"""
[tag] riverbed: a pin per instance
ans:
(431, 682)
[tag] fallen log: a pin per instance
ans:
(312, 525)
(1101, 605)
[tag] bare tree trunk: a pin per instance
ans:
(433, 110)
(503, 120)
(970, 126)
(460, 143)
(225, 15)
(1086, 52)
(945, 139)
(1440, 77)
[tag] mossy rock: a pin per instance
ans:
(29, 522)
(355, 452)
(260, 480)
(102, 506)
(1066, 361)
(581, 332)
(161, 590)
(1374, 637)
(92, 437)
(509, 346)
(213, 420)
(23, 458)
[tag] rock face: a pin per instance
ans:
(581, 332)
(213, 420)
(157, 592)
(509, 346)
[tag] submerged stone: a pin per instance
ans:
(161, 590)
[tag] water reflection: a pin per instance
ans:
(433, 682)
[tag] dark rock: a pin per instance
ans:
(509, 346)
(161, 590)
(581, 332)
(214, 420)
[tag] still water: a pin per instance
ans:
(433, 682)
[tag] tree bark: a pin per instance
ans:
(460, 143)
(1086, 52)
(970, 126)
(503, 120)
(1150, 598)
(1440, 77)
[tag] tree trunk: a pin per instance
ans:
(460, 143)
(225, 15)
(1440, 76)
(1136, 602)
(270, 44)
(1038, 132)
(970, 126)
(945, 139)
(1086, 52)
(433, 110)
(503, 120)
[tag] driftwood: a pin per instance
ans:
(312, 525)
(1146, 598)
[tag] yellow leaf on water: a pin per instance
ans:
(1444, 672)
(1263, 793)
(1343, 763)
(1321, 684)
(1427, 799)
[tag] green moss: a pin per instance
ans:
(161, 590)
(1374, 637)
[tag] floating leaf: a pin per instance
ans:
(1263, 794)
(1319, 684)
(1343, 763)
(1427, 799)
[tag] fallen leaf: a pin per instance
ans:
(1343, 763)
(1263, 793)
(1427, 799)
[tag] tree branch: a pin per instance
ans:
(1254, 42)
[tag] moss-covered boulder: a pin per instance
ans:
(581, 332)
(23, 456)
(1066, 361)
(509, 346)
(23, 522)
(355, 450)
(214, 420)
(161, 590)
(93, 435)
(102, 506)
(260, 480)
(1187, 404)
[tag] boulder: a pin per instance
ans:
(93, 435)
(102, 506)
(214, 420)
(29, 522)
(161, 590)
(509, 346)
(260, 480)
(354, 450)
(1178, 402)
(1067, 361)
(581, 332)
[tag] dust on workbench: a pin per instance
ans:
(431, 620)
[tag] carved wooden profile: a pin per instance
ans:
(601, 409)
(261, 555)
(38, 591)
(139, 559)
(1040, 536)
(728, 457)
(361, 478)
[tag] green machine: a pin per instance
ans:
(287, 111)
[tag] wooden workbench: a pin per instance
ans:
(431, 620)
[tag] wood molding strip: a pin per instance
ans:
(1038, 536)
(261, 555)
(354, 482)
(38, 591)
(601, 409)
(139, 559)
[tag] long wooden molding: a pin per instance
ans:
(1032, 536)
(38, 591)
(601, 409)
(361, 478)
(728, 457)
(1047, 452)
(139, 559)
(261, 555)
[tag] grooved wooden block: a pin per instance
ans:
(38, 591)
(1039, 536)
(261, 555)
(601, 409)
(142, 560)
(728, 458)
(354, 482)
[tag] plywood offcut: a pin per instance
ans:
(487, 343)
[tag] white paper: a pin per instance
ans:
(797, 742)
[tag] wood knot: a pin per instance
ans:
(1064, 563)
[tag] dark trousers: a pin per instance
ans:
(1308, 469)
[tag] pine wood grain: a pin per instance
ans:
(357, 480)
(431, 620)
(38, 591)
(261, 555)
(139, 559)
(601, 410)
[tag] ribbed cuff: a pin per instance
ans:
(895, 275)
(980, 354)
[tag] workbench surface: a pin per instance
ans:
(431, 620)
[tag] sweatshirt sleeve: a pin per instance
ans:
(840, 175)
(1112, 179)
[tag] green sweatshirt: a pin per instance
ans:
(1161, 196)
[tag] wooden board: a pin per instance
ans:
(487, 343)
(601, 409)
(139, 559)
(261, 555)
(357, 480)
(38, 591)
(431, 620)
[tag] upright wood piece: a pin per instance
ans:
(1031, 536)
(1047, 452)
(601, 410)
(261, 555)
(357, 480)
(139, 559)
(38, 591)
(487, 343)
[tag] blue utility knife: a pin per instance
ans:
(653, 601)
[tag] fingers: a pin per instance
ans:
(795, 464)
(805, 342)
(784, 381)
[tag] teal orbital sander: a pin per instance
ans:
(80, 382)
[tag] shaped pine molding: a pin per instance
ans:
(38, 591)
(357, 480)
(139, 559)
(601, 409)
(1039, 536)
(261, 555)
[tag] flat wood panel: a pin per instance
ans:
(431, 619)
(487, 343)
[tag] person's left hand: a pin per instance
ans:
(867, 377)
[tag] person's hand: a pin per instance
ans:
"""
• What to do: Rescale the lines from the one with "[tag] green machine: a pin per instance" through the end of the rows, and write out only those lines again, tag lines and all. Multiply each point coordinate in the answers by 2.15 and round to a whole number, with halves rounding up.

• Final result:
[tag] green machine: a pin per instance
ans:
(617, 239)
[tag] wooden workbench: a pin per instance
ans:
(927, 1333)
[tag] wood molding strip: a pin per instance
ans:
(2232, 1152)
(561, 1193)
(761, 1036)
(82, 1271)
(1292, 879)
(299, 1202)
[tag] long wooden molding: a pin per instance
ans:
(2219, 1152)
(82, 1271)
(1292, 879)
(776, 1028)
(1565, 983)
(2251, 972)
(299, 1202)
(561, 1193)
[tag] grooved wooden block: a pin per instance
ans:
(82, 1271)
(2234, 1152)
(561, 1193)
(1292, 879)
(305, 1204)
(1565, 985)
(761, 1036)
[tag] plywood offcut: a pin per instance
ans:
(1047, 737)
[tag] white paper: a pin per instance
ans:
(1714, 1595)
[tag] wood knot: a pin per instance
ans:
(2288, 1210)
[tag] dark trousers: a pin per instance
ans:
(2812, 1008)
[tag] pine wood grain: a pin per instance
ans:
(768, 1032)
(927, 1333)
(82, 1271)
(561, 1193)
(299, 1202)
(1292, 882)
[tag] ribbed cuff: a pin per instance
ans:
(1924, 591)
(2107, 761)
[tag] workbench surface: a pin per instance
ans:
(927, 1333)
[tag] sweatshirt sleeve: a pin per instance
ans:
(1806, 376)
(2391, 385)
[tag] green sweatshirt: a pin per instance
ans:
(2496, 421)
[tag] wooden board: a pin per instance
ans:
(1047, 737)
(1292, 879)
(299, 1202)
(561, 1193)
(768, 1032)
(82, 1271)
(927, 1333)
[tag] upright wood piece: a pin per instance
ans:
(2217, 1152)
(2251, 972)
(1292, 882)
(561, 1193)
(768, 1032)
(299, 1202)
(82, 1271)
(1047, 737)
[tag] blue utility knife: a pin per instance
ans:
(1404, 1292)
[tag] fingers: a pin per instance
ans:
(1709, 998)
(1731, 735)
(1686, 819)
[tag] teal orbital sander: a pin per instance
ans:
(172, 821)
[tag] shaped pine molding: a pin per instance
ans:
(82, 1271)
(768, 1032)
(299, 1202)
(1292, 879)
(2234, 1152)
(561, 1193)
[tag] flat wood panel: a pin per instance
ans:
(927, 1331)
(1047, 737)
[tag] person's left hand: a pin per instance
ans:
(1864, 811)
[tag] person's hand: a pin per instance
ans:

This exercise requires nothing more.